§ **PAGE TEXT**:
+===+
By Guy Spier
U.K. Prime Minister Liz Truss and her chancellor, Kwasi Kwarteng, think they can grow the economy by cutting taxes and slimming down the government. They are wrong.
The bond and currency markets agree with me. Last week, in response to their mini-budget, U.K. bonds, known as gilts, melted down, with yields /zigman2/quotes/211347177/realtime BX:TMBMKGB-10Y -1.97% hitting 6%, while the pound /zigman2/quotes/210561263/realtime/sampled GBPUSD -0.2522% almost hit parity with the U.S. dollar.
This is not surprising: It’s my decisions — and those of people like me that move these markets.
I have spent the last 25 years running a global investment partnership. I’ve thought long and hard about how to create durable, long-term wealth for my investors. Much of that knowledge applies to countries.
But the debacle last week was just the latest in the unfolding economic disaster that is the U.K. I and other market participants have not liked the Tory government’s policies for a while now — and it shows. In the last half-decade, the pound has declined by more than 50% against major currencies. And the U.K. is the only G-7 country that has not recovered to pre-pandemic levels of national income.
Truss and Kwarteng sensibly have reversed their tax cut for the rich . But as the markets continue to show, confidence in their policy-making ability has simply drained away. If they want to win that back and really juice long-term growth in the U.K., here are some things they should look at.
Aim for stable and sustainable tax rates
More important than lower taxes is to have a sober, stable and sustainable tax rate, one that rewards entrepreneurship while also raising the funds the government needs in order help those who need it. An unfunded tax cut that raises questions as to how it will be funded — and that raises the likelihood of political struggles over who gets what — is not going make investors like me more interested in the U.K.
Consider instead cutting taxes only once the economy has grown and public finances are looking good. But not in a snap move that will likely be reversed by the people who follow you. Build a nationwide consensus. Make sure it will stick. And then, only then, make your change. And make it incremental.
Fund the NHS
It’s hard to be productive if you are worried about the health and welfare of people you love. A well-funded National Health Service is not just about fairness. A healthcare system that takes care of everybody may well make a greater contribution to productivity than cutting taxes. It’s about freeing people up from worry to help them focus on other, more productive activities.
Build better infrastructure
No matter how entrepreneurial rich people and corporations are, putting more money into their pockets will not create the infrastructure that the country needs to succeed. If you want an investment-friendly environment, it’s critical, for example, for the country to have safe, reliable and improving transportation networks. The Crossrail project that provides high-frequency rain service through London from west of Heathrow Airport to the capital’s eastern suburbs is an excellent example of that.
+===+
§ **DATA PROVIDED**:
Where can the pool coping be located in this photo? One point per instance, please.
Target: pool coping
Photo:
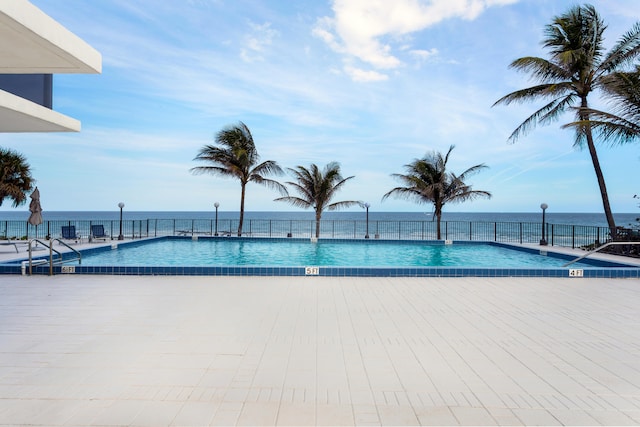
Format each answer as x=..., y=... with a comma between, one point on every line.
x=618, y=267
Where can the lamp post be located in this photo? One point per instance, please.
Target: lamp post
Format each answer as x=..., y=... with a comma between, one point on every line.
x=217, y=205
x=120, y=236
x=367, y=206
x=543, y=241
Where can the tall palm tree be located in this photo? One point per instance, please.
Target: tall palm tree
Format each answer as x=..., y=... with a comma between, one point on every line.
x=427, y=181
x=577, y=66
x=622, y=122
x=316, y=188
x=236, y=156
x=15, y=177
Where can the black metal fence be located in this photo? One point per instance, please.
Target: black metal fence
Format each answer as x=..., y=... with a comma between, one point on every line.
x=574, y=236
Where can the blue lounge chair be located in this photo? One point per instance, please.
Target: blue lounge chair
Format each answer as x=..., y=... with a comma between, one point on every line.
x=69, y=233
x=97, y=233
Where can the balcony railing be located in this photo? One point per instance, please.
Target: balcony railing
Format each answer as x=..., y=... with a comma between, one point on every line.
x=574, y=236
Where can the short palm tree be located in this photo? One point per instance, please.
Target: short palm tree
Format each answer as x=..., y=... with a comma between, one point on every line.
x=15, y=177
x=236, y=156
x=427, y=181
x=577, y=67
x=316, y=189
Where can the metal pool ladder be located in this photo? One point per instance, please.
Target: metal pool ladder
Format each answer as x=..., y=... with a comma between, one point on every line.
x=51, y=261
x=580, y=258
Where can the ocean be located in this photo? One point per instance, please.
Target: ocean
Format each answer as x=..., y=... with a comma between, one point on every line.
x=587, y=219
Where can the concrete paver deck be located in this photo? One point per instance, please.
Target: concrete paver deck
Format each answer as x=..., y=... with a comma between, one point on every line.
+===+
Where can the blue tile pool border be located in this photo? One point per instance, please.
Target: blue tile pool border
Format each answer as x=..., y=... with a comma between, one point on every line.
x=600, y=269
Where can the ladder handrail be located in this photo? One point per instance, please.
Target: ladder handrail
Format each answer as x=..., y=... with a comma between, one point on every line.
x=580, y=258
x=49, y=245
+===+
§ **EXERCISE REQUIREMENTS**: In the article on U.K. economic policy, how long does the writer say he has spent running a global investment partnership?

§ **THE COMPLETED TASK**: The last 25 years.